==== Texto de referência
Entendendo a Sepse: O Que Você Precisa Saber

Sepse é uma síndrome clínica caracterizada por alterações biológicas, fisiológicas e bioquímicas no hospedeiro, culminando em disfunção no funcionamento de órgãos e sistemas, secundária à resposta inflamatória desregulada a uma infecção.

Diferentemente do antigo conceito de infecção generalizada, entende-se atualmente que o foco da infecção pode estar localizado em apenas um órgão, como o pulmão; no entanto, é a resposta do organismo para combater o agente infeccioso que provoca uma resposta inflamatória sistêmica descontrolada, não regulada e autossustentável responsável pela lesão celular e disfunções orgânicas atribuídas à sepse. Aceita-se ainda que a sepse faz parte de um continuum de gravidade, que se inicia na infecção não complicada, perpassa a sepse, o choque séptico e culmina na síndrome de disfunção de múltiplos órgãos (SDMOS) e morte.

TABELA 1  Critério de resposta inflamatória sistêmica

Clique nas abas dos critério para ver os valores

A definição de resposta inflamatória sistêmica exigia a presença de 2 ou mais dos critérios acima.

Fatores de risco para pior evolução incluem extremos de idade, doenças imunossupressoras, câncer, medicamentos imunossupressores, diabetes, abuso de álcool, cateteres venosos ou outras condições que envolvam integridade cutânea.

A incidência de sepse está aumentando no mundo. As possíveis razões para esse aumento provavelmente incluem:

  • Maior número de pacientes convivendo com imunossupressão (pacientes transplantados, em programas de quimioterapia, ou convivendo com o HIV/AIDS).
  • Desenvolvimento de microrganismos multirresistentes.
  • Aumento da expectativa de vida da população (pacientes com mais de 65 anos representam 60 a 85% dos casos).

ETIOLOGIA E FISIOPATOLOGIA

A causa mais comum de sepse é pneumonia. Estima-se que até 48% dos pacientes internados com diagnóstico de pneumonia evoluem com sepse. Além do pulmão (que representa 64% dos casos de sepse), outros focos são abdome (20%), corrente sanguínea (15%) e trato geniturinário (14%).
========
#### [Tarefas a realizar]
1. Indique se cada afirmação a seguir está de acordo com o texto sobre sepse, respondendo "sim" ou "não" e citando literalmente as palavras do texto que decidem a questão: (a) a pneumonia é a causa mais comum de sepse; (b) os pacientes com mais de 65 anos representam menos da metade dos casos; (c) o trato geniturinário responde por 20% dos casos de sepse.
2. Segundo o texto sobre sepse, qual proporção dos pacientes internados com diagnóstico de pneumonia evolui com sepse?
Utilize somente o texto sobre sepse como fonte.
==== Material de estudo
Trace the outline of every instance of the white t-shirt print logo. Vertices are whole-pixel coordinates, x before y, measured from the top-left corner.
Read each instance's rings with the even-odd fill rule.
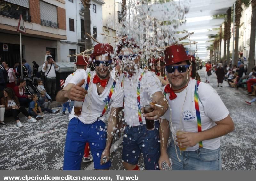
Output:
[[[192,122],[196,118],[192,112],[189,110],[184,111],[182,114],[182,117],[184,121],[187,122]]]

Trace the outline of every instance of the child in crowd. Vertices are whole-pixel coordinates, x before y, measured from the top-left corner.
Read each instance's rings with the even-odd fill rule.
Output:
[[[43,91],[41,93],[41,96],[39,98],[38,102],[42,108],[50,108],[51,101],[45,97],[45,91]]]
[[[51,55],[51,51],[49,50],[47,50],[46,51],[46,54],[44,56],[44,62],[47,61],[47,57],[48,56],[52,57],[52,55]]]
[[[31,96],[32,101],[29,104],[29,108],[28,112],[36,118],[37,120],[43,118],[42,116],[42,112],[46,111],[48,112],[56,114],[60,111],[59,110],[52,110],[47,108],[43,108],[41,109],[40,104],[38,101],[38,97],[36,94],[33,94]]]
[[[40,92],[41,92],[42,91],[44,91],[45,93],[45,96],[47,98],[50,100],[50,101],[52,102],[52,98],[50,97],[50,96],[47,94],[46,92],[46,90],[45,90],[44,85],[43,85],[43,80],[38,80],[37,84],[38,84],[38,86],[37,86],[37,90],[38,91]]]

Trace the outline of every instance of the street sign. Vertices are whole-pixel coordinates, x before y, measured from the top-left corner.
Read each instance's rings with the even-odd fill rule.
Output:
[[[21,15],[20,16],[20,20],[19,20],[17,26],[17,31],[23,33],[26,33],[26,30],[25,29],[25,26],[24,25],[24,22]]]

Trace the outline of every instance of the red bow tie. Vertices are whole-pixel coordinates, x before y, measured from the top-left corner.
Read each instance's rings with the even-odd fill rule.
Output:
========
#### [Seção de respostas]
1.
(a) Sim: "A causa mais comum de sepse é pneumonia."
(b) Não: "pacientes com mais de 65 anos representam 60 a 85% dos casos"
(c) Não: "trato geniturinário (14%)"

2. Estima-se que até 48% desses pacientes evoluem com sepse.